## TASK BRIEF:
Starting at the line that contains "[trace] stone staircase" and ending with the last line of the entries, write those lines out again, swapping "stone staircase" for "spiral staircase" and leaving everything else unchanged.

## GIVEN ENTRIES:
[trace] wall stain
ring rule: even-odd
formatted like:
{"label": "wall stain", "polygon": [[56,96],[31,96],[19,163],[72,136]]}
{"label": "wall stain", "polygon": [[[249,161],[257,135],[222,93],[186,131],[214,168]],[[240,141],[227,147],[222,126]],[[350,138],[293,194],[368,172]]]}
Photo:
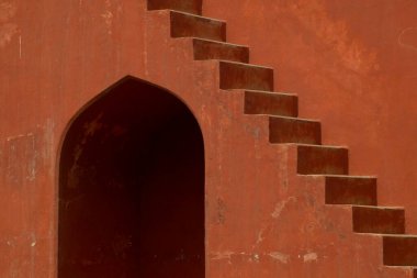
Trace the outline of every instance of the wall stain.
{"label": "wall stain", "polygon": [[406,27],[398,35],[398,45],[417,52],[417,27]]}
{"label": "wall stain", "polygon": [[290,1],[284,10],[326,45],[346,68],[362,75],[380,69],[376,51],[349,34],[345,21],[331,19],[323,0]]}
{"label": "wall stain", "polygon": [[8,45],[13,36],[19,33],[18,24],[10,22],[16,10],[18,8],[13,2],[0,0],[0,47]]}

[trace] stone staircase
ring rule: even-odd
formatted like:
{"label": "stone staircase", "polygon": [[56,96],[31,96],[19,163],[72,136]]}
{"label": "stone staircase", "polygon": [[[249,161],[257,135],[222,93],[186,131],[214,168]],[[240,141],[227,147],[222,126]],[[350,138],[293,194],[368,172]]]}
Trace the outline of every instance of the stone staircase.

## TASK RESULT:
[trace] spiral staircase
ring rule: even-odd
formatted like:
{"label": "spiral staircase", "polygon": [[56,96],[31,96],[19,163],[72,136]]}
{"label": "spiral staircase", "polygon": [[[249,161],[257,135],[222,93],[186,131],[214,168]],[[240,141],[227,147],[222,126]],[[350,138],[293,194],[368,172]]]}
Trace the outline of every instance of the spiral staircase.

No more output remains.